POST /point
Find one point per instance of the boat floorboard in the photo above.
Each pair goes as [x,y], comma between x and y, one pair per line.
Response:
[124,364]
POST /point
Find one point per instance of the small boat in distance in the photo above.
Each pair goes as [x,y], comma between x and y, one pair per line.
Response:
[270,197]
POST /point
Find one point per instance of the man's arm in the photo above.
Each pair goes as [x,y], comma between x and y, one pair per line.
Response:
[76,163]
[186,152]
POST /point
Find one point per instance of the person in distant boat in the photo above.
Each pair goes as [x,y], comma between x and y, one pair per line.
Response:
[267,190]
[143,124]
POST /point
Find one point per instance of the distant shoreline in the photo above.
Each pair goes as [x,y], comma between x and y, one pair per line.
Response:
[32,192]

- **Exercise aim**
Report, from the entries above, each line where "distant" is found.

- **Solution**
Find one point per instance of the person in distant boat in the photo above.
Find one point per instance of the distant shoreline in the photo above.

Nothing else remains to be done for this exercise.